AIM: Return every line of the data items below that contains the word "green".

Data items
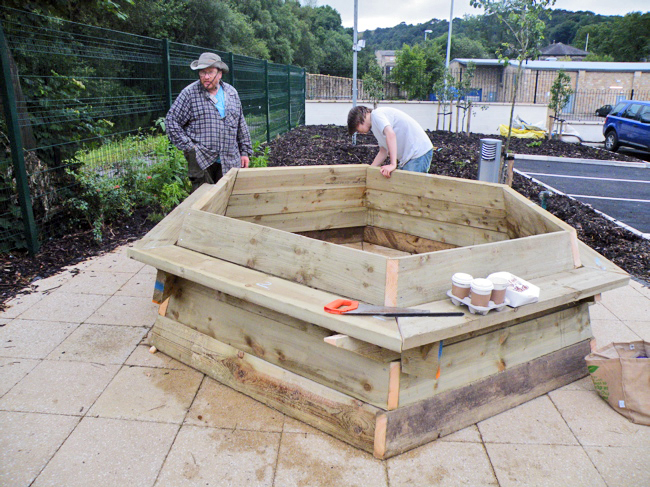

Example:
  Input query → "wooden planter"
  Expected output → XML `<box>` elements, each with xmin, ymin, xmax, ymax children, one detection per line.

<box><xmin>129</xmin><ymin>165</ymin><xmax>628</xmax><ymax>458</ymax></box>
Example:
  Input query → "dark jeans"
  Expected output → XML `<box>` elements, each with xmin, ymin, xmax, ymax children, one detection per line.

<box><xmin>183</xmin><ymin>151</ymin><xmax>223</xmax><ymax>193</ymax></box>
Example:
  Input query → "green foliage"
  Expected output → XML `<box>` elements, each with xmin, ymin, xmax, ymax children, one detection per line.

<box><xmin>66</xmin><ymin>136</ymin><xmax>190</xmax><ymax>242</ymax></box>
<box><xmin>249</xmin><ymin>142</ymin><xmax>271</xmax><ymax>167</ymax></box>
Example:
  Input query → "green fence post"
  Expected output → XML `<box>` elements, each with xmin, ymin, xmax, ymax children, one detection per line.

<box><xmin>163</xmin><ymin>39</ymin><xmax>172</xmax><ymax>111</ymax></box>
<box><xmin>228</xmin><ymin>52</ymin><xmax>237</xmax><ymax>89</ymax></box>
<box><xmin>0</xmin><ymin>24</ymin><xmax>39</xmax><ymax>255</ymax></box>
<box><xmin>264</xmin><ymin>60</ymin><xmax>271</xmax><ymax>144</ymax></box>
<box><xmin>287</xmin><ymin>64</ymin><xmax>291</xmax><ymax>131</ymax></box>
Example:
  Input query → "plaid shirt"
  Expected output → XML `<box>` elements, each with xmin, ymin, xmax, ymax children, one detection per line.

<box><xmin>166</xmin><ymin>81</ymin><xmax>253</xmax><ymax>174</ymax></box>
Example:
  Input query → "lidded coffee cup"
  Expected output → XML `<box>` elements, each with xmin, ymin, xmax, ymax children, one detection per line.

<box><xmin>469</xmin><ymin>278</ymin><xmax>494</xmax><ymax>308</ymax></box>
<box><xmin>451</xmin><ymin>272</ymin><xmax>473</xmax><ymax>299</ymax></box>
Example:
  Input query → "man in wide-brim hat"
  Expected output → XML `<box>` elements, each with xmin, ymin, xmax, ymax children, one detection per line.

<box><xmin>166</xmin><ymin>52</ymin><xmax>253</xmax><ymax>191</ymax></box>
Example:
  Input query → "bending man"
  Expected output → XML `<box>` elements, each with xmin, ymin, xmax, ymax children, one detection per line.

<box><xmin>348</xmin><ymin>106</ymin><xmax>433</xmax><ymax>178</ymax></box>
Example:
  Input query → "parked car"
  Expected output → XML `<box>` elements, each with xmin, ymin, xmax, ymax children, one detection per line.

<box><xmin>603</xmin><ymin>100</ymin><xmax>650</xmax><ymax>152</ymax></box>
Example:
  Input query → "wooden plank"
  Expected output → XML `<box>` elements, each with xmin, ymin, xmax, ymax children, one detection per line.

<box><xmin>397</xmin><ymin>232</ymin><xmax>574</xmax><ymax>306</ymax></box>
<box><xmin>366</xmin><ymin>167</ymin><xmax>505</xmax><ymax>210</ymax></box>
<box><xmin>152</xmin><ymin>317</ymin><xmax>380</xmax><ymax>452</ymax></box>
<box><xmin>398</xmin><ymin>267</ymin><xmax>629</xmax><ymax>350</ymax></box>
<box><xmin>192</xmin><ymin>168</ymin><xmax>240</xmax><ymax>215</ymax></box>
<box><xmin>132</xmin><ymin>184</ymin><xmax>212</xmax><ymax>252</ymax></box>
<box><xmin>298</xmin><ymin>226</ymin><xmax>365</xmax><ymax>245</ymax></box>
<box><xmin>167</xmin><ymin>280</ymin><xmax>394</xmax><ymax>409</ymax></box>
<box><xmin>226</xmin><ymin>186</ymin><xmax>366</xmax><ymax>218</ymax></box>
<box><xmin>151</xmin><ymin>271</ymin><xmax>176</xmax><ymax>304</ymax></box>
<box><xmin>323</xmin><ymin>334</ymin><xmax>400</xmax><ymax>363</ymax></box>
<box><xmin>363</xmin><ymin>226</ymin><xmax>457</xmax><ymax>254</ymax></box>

ANSWER FOR THE TASK:
  Input query → "green foliage"
  Input query → "green fence post"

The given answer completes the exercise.